Más allá de las sanciones propias de la JEP

Los jueces jamás podrán impartir justicia mientras no se condene unánimemente el uso de la violencia con fines políticos, ya sea contra el ‘statu quo’ o en su defensa

Las recientes sanciones propias, consistentes en Trabajos Obras y Actividades con contenido Restaurador-reparador (TOAR), impuestas por la JEP a los miembros del extinto Secretariado de las Farc-Ep y a los agentes de la Fuerza Pública por sus responsabilidades en la comisión de crímenes de guerra y de lesa humanidad, están condenadas a la incomprensión. En gran parte, porque interpelan y cuestionan nuestro sentido de la justicia, pero sobre todo nuestra valoración sobre la responsabilidad de sus numerosos actores implicados. La responsabilidad tanto de los máximos comandantes o determinadores como la de sus subordinados o directos ejecutores. Las primeras en rechazar y considerar dichas sanciones como una afrenta fueron las víctimas, pues muchas de ellas están a la espera de toda la verdad sobre lo sucedido y padecido por sus seres queridos. Especialmente los familiares de aquellas víctimas cuyos cuerpos no han aparecido después de ser secuestrados por las Farc o de haber sido ejecutados extrajudicialmente por miembros de la Fuerza Pública. Además, encuentran esas sanciones propias o TOAR como totalmente inadecuadas dada la gravedad de los crímenes cometidos. No les reconocen capacidad alguna para reparar el daño sufrido y mucho menos para restaurar el trauma que han vivido por la falta de verdad en las versiones de sus victimarios y de reparaciones específicas en cada uno de sus casos.

Entradas>
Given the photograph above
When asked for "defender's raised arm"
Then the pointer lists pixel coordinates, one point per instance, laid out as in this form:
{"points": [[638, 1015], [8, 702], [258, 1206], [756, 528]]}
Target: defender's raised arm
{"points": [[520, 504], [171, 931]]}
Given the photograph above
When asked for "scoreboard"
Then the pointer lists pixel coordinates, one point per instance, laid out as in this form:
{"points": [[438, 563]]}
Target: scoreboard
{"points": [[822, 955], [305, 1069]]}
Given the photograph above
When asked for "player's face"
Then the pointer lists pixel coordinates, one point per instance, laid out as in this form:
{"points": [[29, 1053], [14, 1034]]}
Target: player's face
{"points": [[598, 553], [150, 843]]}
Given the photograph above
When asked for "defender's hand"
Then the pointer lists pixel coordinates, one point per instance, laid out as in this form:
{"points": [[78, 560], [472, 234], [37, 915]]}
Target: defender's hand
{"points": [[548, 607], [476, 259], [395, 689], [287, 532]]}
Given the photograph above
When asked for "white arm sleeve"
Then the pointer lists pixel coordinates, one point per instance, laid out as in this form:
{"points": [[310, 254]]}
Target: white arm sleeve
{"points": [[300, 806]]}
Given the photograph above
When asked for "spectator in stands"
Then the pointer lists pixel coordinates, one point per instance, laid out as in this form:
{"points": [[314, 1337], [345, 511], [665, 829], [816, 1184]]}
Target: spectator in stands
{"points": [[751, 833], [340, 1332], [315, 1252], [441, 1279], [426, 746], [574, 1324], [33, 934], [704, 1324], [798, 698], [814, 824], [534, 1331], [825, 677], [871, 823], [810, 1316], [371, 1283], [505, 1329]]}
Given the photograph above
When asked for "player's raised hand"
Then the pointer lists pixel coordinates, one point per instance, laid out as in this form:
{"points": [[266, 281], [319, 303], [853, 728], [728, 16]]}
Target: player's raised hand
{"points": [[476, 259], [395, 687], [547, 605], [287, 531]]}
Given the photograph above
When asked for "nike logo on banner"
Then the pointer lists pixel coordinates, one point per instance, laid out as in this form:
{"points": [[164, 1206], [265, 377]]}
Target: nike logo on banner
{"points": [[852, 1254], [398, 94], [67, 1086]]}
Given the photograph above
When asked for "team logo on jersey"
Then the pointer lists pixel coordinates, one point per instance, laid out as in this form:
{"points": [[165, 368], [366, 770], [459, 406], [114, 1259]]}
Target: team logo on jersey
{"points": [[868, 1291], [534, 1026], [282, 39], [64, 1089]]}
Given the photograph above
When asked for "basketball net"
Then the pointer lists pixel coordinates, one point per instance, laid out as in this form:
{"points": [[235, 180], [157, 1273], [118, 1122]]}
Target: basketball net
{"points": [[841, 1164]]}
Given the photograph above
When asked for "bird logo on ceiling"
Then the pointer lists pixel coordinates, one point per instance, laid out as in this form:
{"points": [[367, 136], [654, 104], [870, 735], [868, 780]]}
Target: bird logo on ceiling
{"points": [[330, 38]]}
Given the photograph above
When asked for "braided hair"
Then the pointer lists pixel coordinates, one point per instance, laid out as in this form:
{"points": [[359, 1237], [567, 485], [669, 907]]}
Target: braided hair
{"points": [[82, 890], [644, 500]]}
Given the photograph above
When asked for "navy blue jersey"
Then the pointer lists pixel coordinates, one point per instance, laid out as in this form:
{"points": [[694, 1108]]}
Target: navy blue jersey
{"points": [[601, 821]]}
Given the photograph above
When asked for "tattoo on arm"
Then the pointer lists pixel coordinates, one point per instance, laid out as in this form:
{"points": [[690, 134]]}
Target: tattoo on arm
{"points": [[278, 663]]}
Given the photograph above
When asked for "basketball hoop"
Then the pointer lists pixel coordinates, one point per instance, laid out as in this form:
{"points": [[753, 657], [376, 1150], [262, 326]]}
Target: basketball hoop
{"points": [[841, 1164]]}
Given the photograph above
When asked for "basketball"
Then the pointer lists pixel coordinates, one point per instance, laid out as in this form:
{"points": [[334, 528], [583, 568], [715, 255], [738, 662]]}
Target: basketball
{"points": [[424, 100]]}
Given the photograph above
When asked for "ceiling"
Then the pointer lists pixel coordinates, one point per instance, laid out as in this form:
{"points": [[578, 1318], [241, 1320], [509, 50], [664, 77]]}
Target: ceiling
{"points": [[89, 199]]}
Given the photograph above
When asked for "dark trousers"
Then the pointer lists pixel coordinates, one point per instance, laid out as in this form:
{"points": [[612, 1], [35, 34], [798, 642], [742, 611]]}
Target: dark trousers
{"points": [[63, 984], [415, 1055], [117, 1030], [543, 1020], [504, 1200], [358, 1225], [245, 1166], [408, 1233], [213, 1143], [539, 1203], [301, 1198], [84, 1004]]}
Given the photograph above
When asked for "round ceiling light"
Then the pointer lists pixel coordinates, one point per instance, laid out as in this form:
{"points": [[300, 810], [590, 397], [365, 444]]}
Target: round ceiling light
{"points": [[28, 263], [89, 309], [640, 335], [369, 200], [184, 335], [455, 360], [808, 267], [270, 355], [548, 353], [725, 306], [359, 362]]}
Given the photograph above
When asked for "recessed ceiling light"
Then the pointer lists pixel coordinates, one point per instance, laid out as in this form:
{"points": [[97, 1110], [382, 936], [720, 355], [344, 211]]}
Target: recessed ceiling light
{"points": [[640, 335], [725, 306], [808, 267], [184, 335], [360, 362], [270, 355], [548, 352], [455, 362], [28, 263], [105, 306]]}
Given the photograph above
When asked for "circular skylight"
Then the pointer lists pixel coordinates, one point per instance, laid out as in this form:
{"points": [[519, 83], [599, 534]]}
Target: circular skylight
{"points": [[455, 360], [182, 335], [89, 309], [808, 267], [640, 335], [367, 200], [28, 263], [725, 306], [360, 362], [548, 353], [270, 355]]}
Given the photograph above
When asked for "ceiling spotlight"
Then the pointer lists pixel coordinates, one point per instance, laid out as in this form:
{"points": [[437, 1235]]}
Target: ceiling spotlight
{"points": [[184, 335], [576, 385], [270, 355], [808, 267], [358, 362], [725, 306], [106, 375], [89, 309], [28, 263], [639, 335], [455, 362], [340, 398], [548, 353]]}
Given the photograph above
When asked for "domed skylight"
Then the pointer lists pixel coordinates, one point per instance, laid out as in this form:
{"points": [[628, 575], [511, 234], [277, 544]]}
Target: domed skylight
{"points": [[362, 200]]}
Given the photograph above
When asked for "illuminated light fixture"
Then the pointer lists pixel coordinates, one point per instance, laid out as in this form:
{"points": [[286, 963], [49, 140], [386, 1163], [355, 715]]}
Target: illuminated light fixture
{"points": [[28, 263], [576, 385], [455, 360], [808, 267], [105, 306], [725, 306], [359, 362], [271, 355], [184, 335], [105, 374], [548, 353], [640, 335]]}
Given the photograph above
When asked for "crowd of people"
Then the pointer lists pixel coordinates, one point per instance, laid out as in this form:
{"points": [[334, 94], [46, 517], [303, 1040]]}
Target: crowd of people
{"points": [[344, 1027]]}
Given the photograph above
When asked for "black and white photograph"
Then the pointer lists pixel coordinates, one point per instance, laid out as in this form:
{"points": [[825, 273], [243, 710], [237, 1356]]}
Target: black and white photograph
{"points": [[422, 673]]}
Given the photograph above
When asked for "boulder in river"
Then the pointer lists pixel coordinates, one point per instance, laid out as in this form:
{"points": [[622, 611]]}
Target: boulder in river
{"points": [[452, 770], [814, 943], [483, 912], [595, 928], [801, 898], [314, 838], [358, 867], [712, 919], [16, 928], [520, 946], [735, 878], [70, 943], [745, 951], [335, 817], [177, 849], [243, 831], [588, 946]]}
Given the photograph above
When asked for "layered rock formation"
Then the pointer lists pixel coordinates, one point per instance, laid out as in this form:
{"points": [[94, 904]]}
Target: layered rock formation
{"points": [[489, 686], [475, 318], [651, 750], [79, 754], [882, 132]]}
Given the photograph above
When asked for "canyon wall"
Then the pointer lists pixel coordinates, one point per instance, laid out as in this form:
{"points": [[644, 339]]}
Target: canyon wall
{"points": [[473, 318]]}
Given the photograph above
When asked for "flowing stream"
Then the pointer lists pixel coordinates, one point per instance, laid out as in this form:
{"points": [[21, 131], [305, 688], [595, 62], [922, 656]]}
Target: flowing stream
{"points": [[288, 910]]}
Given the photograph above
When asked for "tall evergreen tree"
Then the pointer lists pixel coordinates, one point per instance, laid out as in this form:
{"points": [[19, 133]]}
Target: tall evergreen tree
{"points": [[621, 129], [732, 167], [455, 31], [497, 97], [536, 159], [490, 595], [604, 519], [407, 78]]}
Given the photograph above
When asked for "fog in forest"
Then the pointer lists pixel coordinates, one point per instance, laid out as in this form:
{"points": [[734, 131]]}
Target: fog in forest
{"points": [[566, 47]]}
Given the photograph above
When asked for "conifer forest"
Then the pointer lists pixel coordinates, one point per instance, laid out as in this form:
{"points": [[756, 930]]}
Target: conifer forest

Serie de ejercicios>
1. En el texto sobre las sanciones propias de la JEP, la frase que empieza «La responsabilidad tanto de» nombra varias categorías de responsables. Enuméralas todas.
2. Muestra cada línea de las entradas en la que aparezca la palabra "trousers".

Respuestas por tarea>
1.
- máximos comandantes
- determinadores
- subordinados
- directos ejecutores

2.
When asked for "dark trousers"
Target: dark trousers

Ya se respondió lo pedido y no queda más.